Your goal:
Continue the account of the red knot expedition on Curupu Island with the next part, starting right after its last paragraph.

Curupu: Kindness and Grim Deprivation
Last year, our work at Curupu went off without a hitch. Curupu is an island just off the coast of Panaquatira, composed mostly of mangrove swamp and miles of unpopulated sandy beach. Two years ago Guy Morrison, then with the Canadian Wildlife Service, performed an aerial survey of the island and found nearly 800 red knots. Last February, after catching ruddy turnstones on Panaquatira, we took the hour-long boat trip to Curupu Island, and in fairly short order found Guy’s knots and caught 110 of them. We were off the island by the next day. And when we arrived three days ago, we naively expected this year’s expedition to go just as easily.
It didn’t. Instead, we suffered three days and two nights of oven-like tropical heat while being blasted by fine wind-driven sand and fighting the tides to catch birds. We slept with the tents sealed to protect us from the blowing sand, but this left us wet with sweat every morning. Mosquitoes met us in droves as we emerged from our tents before dawn light to set the cannon net. The extreme lunar tides acted almost independent of the tide charts, so a predicted 1/10th of meter decrease in the high tide height turned out to be a half a meter (4 inches compared to 20 inches). It sounds minor to most readers, but we must set our nets at the high tide line to catch the birds and 16 inches in height could translate to a tide line outside the catch area or a flooded net and cannons. In fact, the tide defeated us every time we trapped – except one.
Even then, we succeeded only because the team endured several drenching rainstorms while resetting the net twice, following the retreating tide line. We caught and processed a measly eight red knots. Once fitted with new geolocators, they were set free to join the rest of the flock of 500. After our short-lived deprivations, we hoped to be free of Curupu.
Not quite. We had hoped that we could leave by midday, but transporting our equipment from the roost and camping site to the boat landing turned into a long wait and another downpour. By 4:00 p.m., we finally made it to the landing only to find we couldn’t leave the island until an incoming tide, probably about 7:00 p.m. We were facing the possibility of another night on this wretched island.
Expecting only tribulation, we were suddenly met with kindness. Indio Sousa, the father of Leo Sousa, a Brazilian student who joined us for our misadventure on Curupu, and who manages a compound of houses on the island, invited us to use the guest showers. While we luxuriated in what felt like our first shower in months, he served us platters of watermelon and pineapple and cooked a plate of shrimp, then fish. As we enjoyed his generosity, we relaxed in the languid late afternoon tropical heat, cooled by gentle breezes, while being serenaded by the melodious song of native forest birds and amphibians.

Recorded information:
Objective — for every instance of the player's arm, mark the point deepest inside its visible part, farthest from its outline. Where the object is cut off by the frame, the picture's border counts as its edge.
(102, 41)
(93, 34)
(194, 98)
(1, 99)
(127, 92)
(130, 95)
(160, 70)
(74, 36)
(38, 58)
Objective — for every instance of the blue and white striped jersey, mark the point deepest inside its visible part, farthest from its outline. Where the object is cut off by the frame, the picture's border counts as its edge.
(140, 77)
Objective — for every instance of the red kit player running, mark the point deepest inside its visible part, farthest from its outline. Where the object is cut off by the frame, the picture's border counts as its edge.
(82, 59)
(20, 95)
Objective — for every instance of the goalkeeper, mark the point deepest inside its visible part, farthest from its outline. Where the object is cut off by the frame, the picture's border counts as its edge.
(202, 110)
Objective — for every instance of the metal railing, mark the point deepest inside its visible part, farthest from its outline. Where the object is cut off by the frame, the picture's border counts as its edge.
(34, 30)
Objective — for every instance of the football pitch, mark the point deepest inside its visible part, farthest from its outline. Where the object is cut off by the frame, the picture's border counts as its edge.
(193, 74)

Written response:
Indio extended his hospitality and asked us to stay in the guest quarters at the compound. His offer delighted us, not only because we had suffered the last three days in sweltering heat and his accommodations included air conditioning, but because the compound belonged to the first elected president of the new Brazilian republic, José Sarno and his daughter, the current governor of the state of Maranhão. Of course if they were using this, their second home, we wouldn’t be allowed through the gate (especially considering our grimy condition). Their main house awed this blogger, not as a biologist but as the son of a carpenter and a journeyman woodworker in his own right. This gorgeous and massive structure left one overwhelmed by its complicated architecture supported by a framework of handcrafted logs. But it was not rustic. The craftsmen who constructed this gorgeous building did so with painstaking detail, and the decorator knew the spirit of this land. The home mirrored the mystery and power of the island by allowing a comfortable experience of this coastal tropical isle. If we had only stayed in this place, we would have left waxing rhapsodic about this rich natural environment. Unfortunately, the island had already had its way with us and we knew too much.
The overnight provided us with more than cool air. It also provided a last chance to trap, this time for willets. We had brought 30 geolocators to attach to these poorly understood temperate breeders, one of only three shorebirds that breed in New Jersey, and an emblematic species of the breeders of Delaware Bay.
Unfortunately, it was not to be. The operation needed precise timing, an unlikely event in our short-lived experience in northern Brazil, especially given our bad fortune. The captain of the small boat that brought us to this island came late, than ran out of gas while taking us to the catch site. Finally arriving at the roost that we scouted at the start of the trip, we faced an already declining tide. We tried to catch, but the island defeated us one final time.
But back on the mainland, we were once again blessed with kindness. As we fled to our home base, Ana Paula’s parents graciously offered a home-cooked meal, a very generous offer considering the size of our group and their own modest means. We left the Sousas’ with full stomachs, warmed hearts, and mixed feelings about the wild coast of Brazil.